__Selected extract__
I can do split, the then there has to be logic placed in numerous places. 
prepare FIXES the ciphertext string, thus there are no additional changes 
needed, such as salt parsing, bin parsing, etc.

In a simple format, I really do no care how people do it.  In a format which 
has arbitrary salts, arbitrary other stuff, multiple binary formats, etc, 
etc, etc, about the only way to get anything done, other than continuing to 
write tons of fundamental initialzation code, is to get the 'original' 
ciphertext into a single specified order format.  That is what prepare can 
do, but split can not.    Prepare gets a crack at the text, even prior to 
valid.  It is a fix it one time, and be done with it function.  I know you 
have been pushing for split, and yes it 'can' handle some polymorphism 
within a format, when you get to a truely polymorphic format, its 
limitations are very glaring.  In md5_gen, there is quite a lot of state 
data which is NOT available in split.  That data is part of the runtime of 
the format.  It has to be accessed.

__What is expected__
Copy everything from "I can do split, the" down to "bin parsing, etc." in the note on prepare versus split, changing "ciphertext" to "hash string".

(Box-labeled dataset extracts)
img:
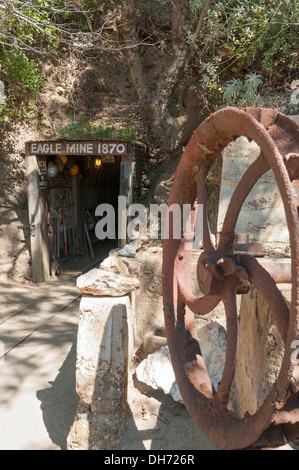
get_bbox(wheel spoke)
[196,167,215,251]
[239,255,290,343]
[216,279,238,404]
[219,154,270,248]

__Complete output__
I can do split, the then there has to be logic placed in numerous places. 
prepare FIXES the hash string string, thus there are no additional changes 
needed, such as salt parsing, bin parsing, etc.